### What to work on
Give a verbatim repeat of the lines that run from the line containing "the tiled mural" to the end of the data below.

........

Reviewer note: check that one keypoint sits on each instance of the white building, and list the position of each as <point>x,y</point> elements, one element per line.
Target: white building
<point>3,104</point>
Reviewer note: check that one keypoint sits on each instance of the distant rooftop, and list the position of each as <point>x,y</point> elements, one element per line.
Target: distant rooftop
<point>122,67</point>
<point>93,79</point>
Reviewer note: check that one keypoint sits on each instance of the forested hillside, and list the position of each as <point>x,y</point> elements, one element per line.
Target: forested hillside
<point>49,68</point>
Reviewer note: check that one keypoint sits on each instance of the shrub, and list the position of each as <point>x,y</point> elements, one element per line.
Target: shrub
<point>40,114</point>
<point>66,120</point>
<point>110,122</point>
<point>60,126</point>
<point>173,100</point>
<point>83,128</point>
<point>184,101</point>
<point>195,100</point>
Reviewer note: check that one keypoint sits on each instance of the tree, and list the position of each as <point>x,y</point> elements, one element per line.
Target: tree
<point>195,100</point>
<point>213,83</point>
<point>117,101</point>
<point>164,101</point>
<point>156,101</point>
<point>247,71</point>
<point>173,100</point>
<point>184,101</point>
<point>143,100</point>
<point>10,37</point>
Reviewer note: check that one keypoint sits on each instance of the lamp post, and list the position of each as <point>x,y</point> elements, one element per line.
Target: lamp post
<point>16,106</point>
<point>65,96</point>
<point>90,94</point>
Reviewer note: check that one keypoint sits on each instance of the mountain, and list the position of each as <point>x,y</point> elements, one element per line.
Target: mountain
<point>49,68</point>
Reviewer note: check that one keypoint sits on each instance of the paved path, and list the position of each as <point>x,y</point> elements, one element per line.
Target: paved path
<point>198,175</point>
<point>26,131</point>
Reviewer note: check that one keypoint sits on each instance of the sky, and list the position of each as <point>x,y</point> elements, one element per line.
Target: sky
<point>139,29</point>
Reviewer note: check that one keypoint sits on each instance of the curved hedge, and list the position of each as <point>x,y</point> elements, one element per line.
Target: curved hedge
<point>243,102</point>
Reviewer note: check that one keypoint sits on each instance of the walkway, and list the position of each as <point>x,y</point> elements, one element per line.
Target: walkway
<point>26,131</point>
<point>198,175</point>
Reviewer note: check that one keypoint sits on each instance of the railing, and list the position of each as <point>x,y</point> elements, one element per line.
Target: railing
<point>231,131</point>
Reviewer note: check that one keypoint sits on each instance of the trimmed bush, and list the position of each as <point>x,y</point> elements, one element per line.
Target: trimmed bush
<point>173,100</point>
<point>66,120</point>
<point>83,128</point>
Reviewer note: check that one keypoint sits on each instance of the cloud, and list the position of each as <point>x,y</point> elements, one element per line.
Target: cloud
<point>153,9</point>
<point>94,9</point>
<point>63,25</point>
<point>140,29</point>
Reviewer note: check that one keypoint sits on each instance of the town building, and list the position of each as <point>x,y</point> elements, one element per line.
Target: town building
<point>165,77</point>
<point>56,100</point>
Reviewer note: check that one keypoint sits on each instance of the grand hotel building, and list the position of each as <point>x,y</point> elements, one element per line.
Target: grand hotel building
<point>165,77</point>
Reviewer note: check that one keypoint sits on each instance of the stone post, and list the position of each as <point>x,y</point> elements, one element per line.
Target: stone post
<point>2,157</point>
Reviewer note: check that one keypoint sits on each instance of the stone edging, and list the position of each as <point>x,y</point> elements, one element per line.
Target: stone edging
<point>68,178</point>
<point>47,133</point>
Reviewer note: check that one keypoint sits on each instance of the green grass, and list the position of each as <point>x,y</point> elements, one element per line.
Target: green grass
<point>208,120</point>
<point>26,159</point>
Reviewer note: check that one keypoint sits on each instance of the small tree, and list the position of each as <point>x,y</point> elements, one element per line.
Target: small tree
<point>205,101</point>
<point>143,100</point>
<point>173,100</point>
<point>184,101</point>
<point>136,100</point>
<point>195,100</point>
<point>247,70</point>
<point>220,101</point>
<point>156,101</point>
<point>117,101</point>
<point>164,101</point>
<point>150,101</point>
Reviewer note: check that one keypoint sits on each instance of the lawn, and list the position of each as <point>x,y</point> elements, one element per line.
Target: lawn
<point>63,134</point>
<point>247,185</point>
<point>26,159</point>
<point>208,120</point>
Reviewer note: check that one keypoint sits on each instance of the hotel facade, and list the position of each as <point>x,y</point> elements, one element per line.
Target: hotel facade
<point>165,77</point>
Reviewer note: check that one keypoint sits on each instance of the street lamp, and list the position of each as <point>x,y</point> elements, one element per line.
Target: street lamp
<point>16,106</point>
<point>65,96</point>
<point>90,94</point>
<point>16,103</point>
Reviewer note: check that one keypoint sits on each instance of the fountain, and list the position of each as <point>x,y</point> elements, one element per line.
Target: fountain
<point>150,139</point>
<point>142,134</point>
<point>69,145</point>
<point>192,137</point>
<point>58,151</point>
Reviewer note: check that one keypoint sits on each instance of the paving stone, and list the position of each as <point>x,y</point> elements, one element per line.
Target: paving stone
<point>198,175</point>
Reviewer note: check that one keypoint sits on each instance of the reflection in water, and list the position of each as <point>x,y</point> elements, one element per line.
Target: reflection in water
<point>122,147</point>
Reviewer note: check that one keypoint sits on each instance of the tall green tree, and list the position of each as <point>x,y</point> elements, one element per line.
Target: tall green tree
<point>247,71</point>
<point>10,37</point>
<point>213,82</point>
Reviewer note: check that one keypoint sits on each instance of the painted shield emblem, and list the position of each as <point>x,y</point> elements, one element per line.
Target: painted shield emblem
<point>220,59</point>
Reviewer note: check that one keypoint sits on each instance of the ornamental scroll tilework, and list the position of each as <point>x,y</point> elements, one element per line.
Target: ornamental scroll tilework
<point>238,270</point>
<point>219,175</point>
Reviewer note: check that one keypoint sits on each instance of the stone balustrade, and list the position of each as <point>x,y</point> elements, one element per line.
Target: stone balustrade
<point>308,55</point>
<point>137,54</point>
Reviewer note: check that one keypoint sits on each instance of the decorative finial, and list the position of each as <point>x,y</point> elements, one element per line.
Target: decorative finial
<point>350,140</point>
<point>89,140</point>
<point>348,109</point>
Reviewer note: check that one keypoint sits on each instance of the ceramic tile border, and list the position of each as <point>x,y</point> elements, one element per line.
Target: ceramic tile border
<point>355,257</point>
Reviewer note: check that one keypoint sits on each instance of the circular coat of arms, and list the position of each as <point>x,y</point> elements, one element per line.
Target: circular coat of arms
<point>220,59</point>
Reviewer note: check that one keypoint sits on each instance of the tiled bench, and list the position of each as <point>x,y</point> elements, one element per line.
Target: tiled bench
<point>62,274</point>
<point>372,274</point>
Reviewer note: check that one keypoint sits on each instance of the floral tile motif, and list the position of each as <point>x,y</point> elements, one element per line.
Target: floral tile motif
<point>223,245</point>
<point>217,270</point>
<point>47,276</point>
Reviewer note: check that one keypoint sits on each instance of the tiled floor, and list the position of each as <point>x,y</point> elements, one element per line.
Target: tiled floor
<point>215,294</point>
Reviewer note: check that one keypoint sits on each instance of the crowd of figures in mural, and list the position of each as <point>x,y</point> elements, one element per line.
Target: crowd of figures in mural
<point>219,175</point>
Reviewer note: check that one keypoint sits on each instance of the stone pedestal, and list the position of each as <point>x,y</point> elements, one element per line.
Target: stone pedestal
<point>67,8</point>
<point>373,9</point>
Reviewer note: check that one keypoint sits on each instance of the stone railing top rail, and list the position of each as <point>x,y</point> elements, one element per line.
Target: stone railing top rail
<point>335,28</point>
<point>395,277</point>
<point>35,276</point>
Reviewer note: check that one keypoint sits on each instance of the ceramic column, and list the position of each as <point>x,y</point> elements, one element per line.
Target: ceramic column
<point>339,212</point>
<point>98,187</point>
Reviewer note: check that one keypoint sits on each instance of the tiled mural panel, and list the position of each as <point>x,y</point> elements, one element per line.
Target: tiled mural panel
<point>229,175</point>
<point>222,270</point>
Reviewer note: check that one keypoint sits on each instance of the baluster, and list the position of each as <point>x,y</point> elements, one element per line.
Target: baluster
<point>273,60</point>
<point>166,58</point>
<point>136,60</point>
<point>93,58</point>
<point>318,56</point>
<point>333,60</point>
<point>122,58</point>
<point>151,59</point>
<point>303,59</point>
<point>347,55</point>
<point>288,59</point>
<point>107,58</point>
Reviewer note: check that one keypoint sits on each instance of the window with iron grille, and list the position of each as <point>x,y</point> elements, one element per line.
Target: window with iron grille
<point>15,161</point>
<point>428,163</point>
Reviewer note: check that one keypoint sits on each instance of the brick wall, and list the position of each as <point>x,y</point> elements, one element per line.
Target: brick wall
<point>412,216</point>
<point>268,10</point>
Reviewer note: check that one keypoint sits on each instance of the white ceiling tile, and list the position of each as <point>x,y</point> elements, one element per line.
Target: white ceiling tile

........

### The completed task
Reviewer note: check that one keypoint sits on each instance of the tiled mural panel, and list the position of each as <point>x,y</point> elements, one element per line.
Target: tiled mural panel
<point>229,175</point>
<point>222,270</point>
Reviewer note: check that one keypoint sits on each instance of the baluster, and list the position of each as <point>x,y</point> elements, one element per line.
Target: baluster
<point>273,60</point>
<point>166,58</point>
<point>136,60</point>
<point>93,58</point>
<point>318,56</point>
<point>333,60</point>
<point>122,58</point>
<point>151,59</point>
<point>303,59</point>
<point>347,55</point>
<point>288,59</point>
<point>107,58</point>
Reviewer note: check that one keypoint sits on each instance of the window with iron grille, and list the position of each as <point>x,y</point> elements, one element per line.
Target: window with iron grille
<point>15,161</point>
<point>428,163</point>
Reviewer note: check that one keypoint sits on each instance of the brick wall, and list the position of each as <point>x,y</point> elements, one element per line.
Target: brick wall
<point>412,216</point>
<point>268,10</point>
Reviewer note: check that one keypoint sits on each instance of the white ceiling tile, and list the position of each as <point>x,y</point> elements, one element per line.
Target: white ceiling tile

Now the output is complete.